= CHALLENGE A =
According to the issue thread, what should be done about train_mem?
= CHALLENGE B =
Copy the issue thread from "can you share" to "preprocess it yourself.".

Data Loading and Preprocessing, Is it through .npy

TobiasLee / MTA-LSTM-TensorFlow

TensorFlow reimplementation of Topic-to-Essay Generation with Neural Networks.

https://tobiaslee.top/2018/11/02/customized-RNN-cell/

70 stars 24 forks source link

Data Loading and Preprocessing, Is it through .npy #1

Closed niranjanaryan closed 5 years ago

niranjanaryan commented 5 years ago

can you share the method to do preprocessing and converting to .npy , how to load dataset and vector file. si, sl, ti, tl, train_mem = load_npy(Config().train_data_path) si ? sl ? ti ? tl ?

niruniru21@gmail.com

TobiasLee commented 5 years ago

Sorry, currently the data cannot be open, you may refer to the original paper and preprocess it yourself.

niranjanaryan commented 5 years ago

Train_mem.?

TobiasLee commented 5 years ago

@Stallon-niranjan It is not relevant to this project. You can run the model without it.

[Lines of data]
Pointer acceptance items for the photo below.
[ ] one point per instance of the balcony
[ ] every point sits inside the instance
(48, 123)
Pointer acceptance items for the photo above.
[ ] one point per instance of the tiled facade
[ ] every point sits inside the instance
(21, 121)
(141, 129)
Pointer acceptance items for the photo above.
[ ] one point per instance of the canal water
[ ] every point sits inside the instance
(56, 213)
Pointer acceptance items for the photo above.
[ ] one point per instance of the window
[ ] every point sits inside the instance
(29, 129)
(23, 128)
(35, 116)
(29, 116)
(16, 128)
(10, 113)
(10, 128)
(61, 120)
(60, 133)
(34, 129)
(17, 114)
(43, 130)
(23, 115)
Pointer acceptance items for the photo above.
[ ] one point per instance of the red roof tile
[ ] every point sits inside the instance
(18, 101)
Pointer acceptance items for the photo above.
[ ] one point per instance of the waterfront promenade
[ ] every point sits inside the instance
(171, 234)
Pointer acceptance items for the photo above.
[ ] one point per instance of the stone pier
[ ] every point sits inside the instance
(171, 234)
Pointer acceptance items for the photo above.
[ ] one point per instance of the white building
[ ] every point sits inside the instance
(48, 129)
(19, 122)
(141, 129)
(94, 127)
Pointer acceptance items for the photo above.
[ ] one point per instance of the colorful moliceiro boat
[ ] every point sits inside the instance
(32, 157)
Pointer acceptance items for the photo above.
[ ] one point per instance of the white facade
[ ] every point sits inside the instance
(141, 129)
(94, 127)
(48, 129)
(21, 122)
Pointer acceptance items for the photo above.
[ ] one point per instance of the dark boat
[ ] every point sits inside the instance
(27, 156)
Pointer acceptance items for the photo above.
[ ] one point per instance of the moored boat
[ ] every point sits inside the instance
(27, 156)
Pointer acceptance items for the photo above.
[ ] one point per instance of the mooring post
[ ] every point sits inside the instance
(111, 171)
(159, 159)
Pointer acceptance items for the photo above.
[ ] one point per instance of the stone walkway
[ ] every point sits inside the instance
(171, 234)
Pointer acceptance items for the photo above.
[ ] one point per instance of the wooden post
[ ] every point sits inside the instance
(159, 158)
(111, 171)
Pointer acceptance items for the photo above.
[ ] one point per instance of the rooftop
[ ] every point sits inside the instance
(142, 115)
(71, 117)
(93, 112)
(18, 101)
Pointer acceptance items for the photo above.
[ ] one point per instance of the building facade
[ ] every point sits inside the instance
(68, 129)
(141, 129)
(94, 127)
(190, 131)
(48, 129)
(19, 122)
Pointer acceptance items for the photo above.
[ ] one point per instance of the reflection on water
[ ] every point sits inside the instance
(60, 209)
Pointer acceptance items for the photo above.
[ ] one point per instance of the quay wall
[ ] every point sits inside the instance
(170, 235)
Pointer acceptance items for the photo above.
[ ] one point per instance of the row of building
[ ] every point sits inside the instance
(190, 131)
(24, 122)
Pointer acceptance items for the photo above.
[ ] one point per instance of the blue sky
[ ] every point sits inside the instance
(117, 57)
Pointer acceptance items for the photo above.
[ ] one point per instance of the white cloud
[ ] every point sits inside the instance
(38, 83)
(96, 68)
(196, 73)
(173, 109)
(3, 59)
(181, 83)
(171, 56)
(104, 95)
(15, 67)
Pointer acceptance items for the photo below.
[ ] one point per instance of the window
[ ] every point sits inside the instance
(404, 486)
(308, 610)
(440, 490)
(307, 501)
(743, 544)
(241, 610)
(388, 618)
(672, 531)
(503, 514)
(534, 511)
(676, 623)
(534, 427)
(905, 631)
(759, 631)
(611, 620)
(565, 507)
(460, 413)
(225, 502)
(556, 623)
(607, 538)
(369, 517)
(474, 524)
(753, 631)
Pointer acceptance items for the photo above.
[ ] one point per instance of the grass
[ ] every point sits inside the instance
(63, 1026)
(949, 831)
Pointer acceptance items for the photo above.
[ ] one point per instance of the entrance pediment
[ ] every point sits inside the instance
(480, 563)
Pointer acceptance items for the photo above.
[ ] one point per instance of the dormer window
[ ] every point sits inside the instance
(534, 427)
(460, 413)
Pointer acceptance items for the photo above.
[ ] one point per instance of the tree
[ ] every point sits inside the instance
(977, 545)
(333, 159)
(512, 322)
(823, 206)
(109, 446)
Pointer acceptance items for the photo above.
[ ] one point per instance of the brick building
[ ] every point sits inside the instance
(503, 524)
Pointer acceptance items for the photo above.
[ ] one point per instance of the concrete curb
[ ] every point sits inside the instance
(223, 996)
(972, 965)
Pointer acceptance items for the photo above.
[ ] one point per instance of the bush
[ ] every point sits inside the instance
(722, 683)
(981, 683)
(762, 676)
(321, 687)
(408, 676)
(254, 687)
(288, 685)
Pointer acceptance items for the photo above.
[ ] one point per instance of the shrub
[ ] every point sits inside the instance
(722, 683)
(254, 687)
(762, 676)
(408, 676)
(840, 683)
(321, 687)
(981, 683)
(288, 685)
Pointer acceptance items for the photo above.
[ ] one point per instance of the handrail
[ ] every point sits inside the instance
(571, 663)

= COMPLETE RESPONSE A =
Nothing; it is not relevant to the project, and the model can run without it.

= COMPLETE RESPONSE B =
can you share the method to do preprocessing and converting to .npy , how to load dataset and vector file. si, sl, ti, tl, train_mem = load_npy(Config().train_data_path) si ? sl ? ti ? tl ?

niruniru21@gmail.com

TobiasLee commented 5 years ago

Sorry, currently the data cannot be open, you may refer to the original paper and preprocess it yourself.